Problem description:
Copy out the entries below in full and exactly.

Exercise inputs:
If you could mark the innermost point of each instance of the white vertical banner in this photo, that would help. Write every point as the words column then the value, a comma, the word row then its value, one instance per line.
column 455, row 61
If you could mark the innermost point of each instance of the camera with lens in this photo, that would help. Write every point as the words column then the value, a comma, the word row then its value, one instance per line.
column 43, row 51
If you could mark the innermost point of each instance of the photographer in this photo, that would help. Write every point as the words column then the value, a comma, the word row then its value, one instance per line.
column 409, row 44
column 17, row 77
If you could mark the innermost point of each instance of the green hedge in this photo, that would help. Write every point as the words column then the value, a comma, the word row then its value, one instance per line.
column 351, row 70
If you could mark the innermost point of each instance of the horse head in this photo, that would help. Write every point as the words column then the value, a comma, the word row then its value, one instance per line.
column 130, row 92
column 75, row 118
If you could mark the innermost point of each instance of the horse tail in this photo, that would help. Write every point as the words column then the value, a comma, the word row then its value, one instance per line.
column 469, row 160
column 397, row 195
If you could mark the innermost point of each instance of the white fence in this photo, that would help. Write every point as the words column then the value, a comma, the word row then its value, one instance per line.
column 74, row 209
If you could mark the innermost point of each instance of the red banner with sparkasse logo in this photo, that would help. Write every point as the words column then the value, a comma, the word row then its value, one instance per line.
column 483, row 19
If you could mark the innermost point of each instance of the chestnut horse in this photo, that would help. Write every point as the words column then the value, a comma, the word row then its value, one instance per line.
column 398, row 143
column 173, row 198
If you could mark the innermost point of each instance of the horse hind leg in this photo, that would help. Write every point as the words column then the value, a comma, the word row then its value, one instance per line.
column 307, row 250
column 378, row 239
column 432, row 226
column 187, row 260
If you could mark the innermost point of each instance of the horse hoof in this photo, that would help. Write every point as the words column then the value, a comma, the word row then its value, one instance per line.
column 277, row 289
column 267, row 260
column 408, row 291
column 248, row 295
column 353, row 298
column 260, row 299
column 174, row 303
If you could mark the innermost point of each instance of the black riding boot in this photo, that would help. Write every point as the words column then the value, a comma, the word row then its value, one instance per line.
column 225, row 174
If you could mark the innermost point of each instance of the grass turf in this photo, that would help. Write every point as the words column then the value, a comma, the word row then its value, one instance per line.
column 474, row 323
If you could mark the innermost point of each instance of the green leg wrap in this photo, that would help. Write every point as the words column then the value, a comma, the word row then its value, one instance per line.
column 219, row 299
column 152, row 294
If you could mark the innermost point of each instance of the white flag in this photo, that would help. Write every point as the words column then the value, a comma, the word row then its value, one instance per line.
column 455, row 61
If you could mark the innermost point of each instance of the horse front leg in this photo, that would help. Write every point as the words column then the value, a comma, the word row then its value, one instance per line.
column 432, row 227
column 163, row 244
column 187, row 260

Problem solution:
If you could mark the innermost point of each instance of the white vertical banner in this photo, that would help. Write every point as the words column then the value, a comma, the word row then its value, one instance per line.
column 455, row 61
If you could mark the innermost point of each instance of the camera with lens in this photo, that would help. Write every point as the words column then the value, a comma, the word row then its value, one instance per line.
column 43, row 51
If you could mark the innermost point of each instance of the photographer in this photo, that would help. Write every point as the words column then the value, a comma, the word row then its value, one instance per line.
column 409, row 44
column 17, row 77
If you could mark the innermost point of each instance of the green hedge in this photo, that would help. Write every point as the words column then the value, a comma, the word row then its value, one instance per line.
column 351, row 70
If you could mark the innermost point of each instance of the horse head in this photo, that would help. Write every point as the words column then the value, a comma, the word row then its value, one instance per line.
column 130, row 92
column 75, row 118
If you could mark the innermost point of each instance of the horse tail in this photo, that would help. Write every point as the words column then the value, a comma, the word row then its value, one instance per line.
column 469, row 160
column 397, row 195
If you could mark the innermost point of each instance of the white fence in this photo, that would help. Write every point as the words column then the value, a comma, the word row then its value, one instance per line.
column 74, row 209
If you could mark the innermost point of each instance of the red banner with sparkasse logo in this photo, that would help. Write every point as the words column then the value, a comma, the word row then its value, one instance per line.
column 483, row 19
If you could mark the innermost point of each instance of the chestnut horse in this photo, that would help. Write every point as the words column then the value, a comma, the word row then its value, one instance per line.
column 398, row 143
column 173, row 198
If you could mark the innermost point of each instance of the horse hind leg in this photo, that would help. Write every point as the words column then the value, a comma, the word row then its value, one instance per line.
column 307, row 250
column 378, row 239
column 432, row 226
column 187, row 260
If you could mark the innermost point of each instance of the horse hoof in this photo, that would help. Write every point as the words column then the value, a comma, the word row then its value, one instance per line.
column 277, row 289
column 267, row 260
column 408, row 291
column 248, row 295
column 353, row 298
column 260, row 299
column 174, row 303
If you could mark the innermost point of each instance of the black riding boot in this photo, that would help. Write every point as the words column then the value, a comma, the word row then its value, one instance per line.
column 225, row 174
If you could mark the innermost point of each instance of the grass turf in this photo, that would help. Write every point as the words column then the value, a comma, the word row then its value, one instance per line.
column 474, row 323
If you could mark the innermost point of each instance of the green leg wrap in this photo, that would help. Write every point as the words column then the value, a comma, the word row then its value, one instance per line.
column 219, row 299
column 152, row 294
If you could mark the innermost point of each instance of the white flag in this photo, that would help. Write every point as the words column then the value, a comma, the word row then its value, one instance per line.
column 455, row 61
If you could mark the innermost point of each instance of the horse front leg in this photo, that would help. Write every point as the words column then the value, a comma, the word row then its value, one instance per line.
column 432, row 227
column 163, row 244
column 187, row 260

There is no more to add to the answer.